* **WRITTEN EXERCISE**
Locate every line in the rows below that contains the word "amber", and copy each such line.

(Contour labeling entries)
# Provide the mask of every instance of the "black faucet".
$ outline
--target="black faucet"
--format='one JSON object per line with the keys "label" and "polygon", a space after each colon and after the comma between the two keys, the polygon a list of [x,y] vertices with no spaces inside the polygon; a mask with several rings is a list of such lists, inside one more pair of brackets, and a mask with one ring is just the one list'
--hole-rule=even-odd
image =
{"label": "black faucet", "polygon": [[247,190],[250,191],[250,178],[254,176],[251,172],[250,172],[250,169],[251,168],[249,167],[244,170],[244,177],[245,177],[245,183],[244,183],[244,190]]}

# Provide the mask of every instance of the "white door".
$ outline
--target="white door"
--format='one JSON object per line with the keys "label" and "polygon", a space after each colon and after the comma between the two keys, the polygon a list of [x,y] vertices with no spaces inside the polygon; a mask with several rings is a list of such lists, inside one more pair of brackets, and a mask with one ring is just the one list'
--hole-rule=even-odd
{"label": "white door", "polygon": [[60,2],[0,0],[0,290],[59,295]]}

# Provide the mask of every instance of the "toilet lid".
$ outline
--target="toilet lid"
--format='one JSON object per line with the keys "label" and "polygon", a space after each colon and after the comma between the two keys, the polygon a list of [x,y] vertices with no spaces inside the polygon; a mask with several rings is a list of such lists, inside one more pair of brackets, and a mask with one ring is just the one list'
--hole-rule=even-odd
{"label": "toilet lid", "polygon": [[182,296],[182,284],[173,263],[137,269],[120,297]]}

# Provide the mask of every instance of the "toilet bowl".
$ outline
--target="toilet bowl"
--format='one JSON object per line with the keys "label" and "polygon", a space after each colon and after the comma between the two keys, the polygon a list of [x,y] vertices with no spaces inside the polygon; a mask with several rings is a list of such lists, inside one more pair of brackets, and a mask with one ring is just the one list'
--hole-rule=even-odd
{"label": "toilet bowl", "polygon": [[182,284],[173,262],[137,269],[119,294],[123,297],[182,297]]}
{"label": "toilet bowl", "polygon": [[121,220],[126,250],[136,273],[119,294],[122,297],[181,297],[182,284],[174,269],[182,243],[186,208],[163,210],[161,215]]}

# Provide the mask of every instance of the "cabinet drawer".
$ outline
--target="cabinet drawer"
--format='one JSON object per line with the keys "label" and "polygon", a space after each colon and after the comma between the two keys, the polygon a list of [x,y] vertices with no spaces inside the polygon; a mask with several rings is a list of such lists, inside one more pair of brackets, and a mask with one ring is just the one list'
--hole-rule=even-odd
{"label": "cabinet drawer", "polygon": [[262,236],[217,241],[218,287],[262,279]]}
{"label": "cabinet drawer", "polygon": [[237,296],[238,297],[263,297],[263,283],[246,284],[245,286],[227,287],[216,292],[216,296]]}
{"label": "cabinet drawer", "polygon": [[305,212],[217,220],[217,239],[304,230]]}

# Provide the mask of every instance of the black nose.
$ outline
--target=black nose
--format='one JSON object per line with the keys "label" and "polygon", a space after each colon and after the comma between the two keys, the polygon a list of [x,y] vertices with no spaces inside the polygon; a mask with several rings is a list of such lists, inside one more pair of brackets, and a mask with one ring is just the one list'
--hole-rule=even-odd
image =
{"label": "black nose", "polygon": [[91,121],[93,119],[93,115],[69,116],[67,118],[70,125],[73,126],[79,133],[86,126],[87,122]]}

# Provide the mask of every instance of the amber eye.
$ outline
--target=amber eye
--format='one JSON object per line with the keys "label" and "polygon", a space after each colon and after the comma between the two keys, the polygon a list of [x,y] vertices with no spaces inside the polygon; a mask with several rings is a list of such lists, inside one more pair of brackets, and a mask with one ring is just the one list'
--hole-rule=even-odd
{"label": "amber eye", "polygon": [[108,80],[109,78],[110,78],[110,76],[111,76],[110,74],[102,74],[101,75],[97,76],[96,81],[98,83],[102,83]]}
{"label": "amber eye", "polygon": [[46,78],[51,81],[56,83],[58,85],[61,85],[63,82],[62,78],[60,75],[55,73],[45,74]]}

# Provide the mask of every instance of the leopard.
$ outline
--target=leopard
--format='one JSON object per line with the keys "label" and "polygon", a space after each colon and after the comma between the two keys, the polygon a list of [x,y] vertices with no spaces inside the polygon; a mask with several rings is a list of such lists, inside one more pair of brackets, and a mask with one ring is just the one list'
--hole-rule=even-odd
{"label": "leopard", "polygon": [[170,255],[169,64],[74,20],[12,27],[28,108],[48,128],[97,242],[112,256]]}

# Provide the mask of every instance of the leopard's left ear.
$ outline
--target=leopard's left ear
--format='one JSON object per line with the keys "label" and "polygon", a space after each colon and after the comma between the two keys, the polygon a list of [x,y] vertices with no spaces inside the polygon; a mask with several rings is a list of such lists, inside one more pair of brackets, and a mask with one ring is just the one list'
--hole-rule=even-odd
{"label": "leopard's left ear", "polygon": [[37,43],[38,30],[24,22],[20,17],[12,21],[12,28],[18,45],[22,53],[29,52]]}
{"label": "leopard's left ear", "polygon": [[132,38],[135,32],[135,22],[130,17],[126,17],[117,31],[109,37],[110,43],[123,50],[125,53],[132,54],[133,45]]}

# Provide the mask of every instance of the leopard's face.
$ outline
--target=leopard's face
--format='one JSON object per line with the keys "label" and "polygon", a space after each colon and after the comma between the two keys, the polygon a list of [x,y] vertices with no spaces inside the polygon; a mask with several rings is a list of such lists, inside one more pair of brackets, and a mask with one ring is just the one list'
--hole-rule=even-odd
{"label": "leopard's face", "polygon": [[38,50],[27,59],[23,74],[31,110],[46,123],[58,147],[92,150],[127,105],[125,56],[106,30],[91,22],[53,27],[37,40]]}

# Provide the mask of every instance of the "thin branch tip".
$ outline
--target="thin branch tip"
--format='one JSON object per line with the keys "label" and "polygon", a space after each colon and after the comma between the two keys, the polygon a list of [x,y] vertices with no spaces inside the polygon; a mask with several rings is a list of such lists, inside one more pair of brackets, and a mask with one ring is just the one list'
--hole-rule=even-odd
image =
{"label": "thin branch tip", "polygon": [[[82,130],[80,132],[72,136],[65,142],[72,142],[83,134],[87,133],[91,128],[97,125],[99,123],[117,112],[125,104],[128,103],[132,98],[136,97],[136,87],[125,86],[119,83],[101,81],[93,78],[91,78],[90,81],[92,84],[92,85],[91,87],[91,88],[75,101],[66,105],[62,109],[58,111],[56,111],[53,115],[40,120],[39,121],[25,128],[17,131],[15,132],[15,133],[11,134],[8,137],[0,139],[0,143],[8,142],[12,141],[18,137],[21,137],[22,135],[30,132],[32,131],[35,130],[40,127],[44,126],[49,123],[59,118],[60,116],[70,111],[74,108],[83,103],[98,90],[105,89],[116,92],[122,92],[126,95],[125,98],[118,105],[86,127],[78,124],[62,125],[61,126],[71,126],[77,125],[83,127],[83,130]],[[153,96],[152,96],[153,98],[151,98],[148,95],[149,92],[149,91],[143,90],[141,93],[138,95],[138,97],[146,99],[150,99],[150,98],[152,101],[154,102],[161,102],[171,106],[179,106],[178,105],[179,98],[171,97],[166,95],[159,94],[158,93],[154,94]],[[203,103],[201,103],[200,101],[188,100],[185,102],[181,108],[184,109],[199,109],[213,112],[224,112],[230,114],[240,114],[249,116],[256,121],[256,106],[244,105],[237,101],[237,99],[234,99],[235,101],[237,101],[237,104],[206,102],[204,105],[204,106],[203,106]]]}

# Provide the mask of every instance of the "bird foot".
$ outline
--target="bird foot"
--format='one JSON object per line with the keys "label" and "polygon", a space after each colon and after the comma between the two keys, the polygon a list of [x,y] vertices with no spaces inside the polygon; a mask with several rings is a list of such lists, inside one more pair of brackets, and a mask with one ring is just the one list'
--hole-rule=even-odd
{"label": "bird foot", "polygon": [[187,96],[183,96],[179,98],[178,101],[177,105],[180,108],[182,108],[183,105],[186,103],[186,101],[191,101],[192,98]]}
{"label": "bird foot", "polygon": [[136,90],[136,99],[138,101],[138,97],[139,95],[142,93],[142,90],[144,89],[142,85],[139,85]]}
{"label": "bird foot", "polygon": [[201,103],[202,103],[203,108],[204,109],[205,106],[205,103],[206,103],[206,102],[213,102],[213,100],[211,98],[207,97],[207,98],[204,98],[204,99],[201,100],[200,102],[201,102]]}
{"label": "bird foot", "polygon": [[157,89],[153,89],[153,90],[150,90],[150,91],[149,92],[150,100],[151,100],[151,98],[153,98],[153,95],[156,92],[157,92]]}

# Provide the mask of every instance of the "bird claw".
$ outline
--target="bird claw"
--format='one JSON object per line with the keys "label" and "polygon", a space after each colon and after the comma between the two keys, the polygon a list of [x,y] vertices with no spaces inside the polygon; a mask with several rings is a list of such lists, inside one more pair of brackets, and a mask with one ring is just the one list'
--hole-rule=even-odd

* **OUTPUT FOR THIS TASK**
# Provide the mask of every instance of the amber eye.
--target=amber eye
{"label": "amber eye", "polygon": [[108,80],[109,78],[110,78],[110,76],[111,76],[110,74],[102,74],[101,75],[97,76],[96,81],[98,83],[102,83]]}
{"label": "amber eye", "polygon": [[46,78],[51,81],[56,83],[58,85],[61,85],[63,82],[62,78],[60,75],[55,73],[45,74]]}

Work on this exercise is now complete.